◆ FRAGMENTO ◆
'''

“Un castaño dura siglos, tiene una vida extraña. Más que un árbol es una fuerza. Vive en los montes. Sus raíces se arrastran voraces, sus ramas tocan el cielo”
Guerra Junqueiro (1850-1923)
Suena el despertador, llueve fuera y aún queda casi una hora para que amanezca, así que nos quitamos de encima el edredón, preparamos café, freímos unos huevos y en lo que vamos desperezándonos la luz del día empieza a entrar por las ventanas que, en esta casa, un antiguo pajar pendiente de rehabilitación, son mínimas.
Estamos en una pequeña pedanía del Bierzo Oeste y hemos venido a hacer la “temporada” de la castaña. Es casi nuestra primera toma de contacto con esta tierra y, según van pasando los días, me doy cuenta de que hacerlo a través del castaño, el habitante más generoso de estos lares, tiene una carga simbólica importante.
Los vecinos nos advierten que es un año muy malo, la sequía ha terminado de arruinar la producción, casi no hay fruto y el que hay es muy pequeño, no merece la pena salir a apañar. Aun así, llenos de ilusión, intriga y pájaros en la cabeza, nos forramos de tela impermeable, cogemos nuestros megos y nos adentramos en el bosque. Llueve pero no hace frío y el agua no molesta para nada.
Llegamos al primer soto, alzamos nuestra mirada a las copas de nuestros castaños, nos distribuimos alrededor de su perímetro y doblamos por primera vez la espalda.
El castaño europeo (Castanea Sativa) lleva viviendo en el noroeste de España más de 40 mil años.

'''

◆ LISTADO PROPORCIONADO ◆
'''

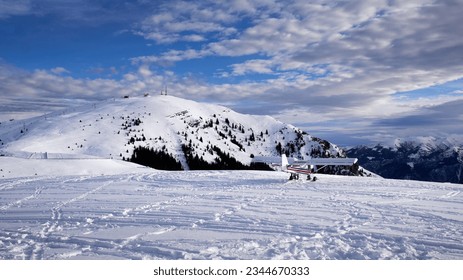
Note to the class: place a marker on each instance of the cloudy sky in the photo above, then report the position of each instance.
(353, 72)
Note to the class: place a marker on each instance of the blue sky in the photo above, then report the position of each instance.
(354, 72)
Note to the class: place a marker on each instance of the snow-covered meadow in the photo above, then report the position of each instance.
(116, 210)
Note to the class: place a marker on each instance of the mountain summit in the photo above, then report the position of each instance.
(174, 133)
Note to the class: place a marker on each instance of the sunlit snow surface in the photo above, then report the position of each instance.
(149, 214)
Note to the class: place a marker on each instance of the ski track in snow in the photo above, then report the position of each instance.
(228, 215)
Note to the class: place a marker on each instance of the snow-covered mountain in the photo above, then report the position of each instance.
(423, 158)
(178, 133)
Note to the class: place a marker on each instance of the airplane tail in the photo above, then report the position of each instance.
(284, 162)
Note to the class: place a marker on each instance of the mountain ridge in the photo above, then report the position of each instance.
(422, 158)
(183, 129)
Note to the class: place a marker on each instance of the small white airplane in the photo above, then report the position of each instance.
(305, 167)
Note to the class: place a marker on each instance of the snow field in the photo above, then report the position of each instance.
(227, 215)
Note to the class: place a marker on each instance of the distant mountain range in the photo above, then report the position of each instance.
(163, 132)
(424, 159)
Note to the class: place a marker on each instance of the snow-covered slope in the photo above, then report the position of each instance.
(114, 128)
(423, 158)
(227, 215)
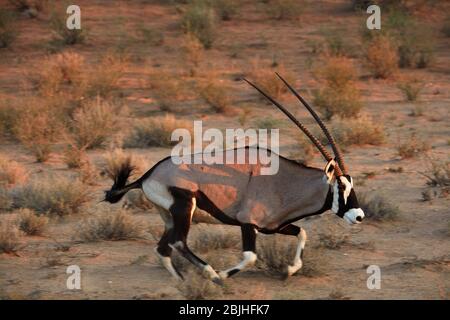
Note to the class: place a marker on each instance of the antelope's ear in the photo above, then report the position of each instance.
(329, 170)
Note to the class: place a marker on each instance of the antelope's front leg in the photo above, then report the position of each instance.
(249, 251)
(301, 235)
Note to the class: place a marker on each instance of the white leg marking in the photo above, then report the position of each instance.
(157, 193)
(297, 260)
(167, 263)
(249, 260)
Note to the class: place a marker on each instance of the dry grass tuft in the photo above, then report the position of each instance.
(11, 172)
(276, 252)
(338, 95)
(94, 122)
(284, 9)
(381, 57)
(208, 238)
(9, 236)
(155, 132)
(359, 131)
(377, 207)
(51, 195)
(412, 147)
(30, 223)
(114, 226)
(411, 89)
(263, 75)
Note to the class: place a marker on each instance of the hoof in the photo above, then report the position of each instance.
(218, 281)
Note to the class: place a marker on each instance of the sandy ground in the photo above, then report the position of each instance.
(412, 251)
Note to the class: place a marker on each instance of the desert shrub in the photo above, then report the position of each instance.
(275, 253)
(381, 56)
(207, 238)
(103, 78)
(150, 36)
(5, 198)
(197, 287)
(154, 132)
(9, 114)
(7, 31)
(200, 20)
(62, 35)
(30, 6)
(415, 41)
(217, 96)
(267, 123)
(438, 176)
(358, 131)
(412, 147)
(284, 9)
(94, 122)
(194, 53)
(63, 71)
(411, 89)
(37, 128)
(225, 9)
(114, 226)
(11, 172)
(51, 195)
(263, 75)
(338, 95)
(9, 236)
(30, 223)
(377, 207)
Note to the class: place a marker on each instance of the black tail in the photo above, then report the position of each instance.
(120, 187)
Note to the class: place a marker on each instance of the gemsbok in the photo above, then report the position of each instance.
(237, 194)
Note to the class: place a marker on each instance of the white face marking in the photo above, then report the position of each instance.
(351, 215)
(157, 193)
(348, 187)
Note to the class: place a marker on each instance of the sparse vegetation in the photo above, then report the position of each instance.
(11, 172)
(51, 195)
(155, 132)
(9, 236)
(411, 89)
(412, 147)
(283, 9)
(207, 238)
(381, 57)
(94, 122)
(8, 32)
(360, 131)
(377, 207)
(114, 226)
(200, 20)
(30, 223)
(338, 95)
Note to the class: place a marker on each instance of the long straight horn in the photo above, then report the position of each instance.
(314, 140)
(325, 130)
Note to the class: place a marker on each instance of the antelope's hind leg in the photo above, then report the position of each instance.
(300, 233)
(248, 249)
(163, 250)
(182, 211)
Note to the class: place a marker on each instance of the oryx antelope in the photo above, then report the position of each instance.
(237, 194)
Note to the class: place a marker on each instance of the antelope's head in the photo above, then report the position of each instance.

'''

◆ OBJETIVO A ◆
Indica si cada afirmación concuerda con el fragmento sobre la castaña. Responde sí o no y cita literalmente las palabras del fragmento que lo deciden.
(i) Los vecinos dicen que es un año muy malo.
(ii) Las ventanas de la casa son grandes.
(iii) El castaño europeo lleva en el noroeste de España menos de mil años.
◆ OBJETIVO B ◆
Transcribe sin cambios el pasaje del fragmento sobre la castaña que empieza en las palabras "Los vecinos nos" y termina después de "vez la espalda.".
No hace falta consultar el listado.

◆ RESPUESTA ESCRITA A ◆
(i) Sí: «Los vecinos nos advierten que es un año muy malo».
(ii) No: «son mínimas».
(iii) No: «lleva viviendo en el noroeste de España más de 40 mil años».

◆ RESPUESTA ESCRITA B ◆
Los vecinos nos advierten que es un año muy malo, la sequía ha terminado de arruinar la producción, casi no hay fruto y el que hay es muy pequeño, no merece la pena salir a apañar. Aun así, llenos de ilusión, intriga y pájaros en la cabeza, nos forramos de tela impermeable, cogemos nuestros megos y nos adentramos en el bosque. Llueve pero no hace frío y el agua no molesta para nada.
Llegamos al primer soto, alzamos nuestra mirada a las copas de nuestros castaños, nos distribuimos alrededor de su perímetro y doblamos por primera vez la espalda.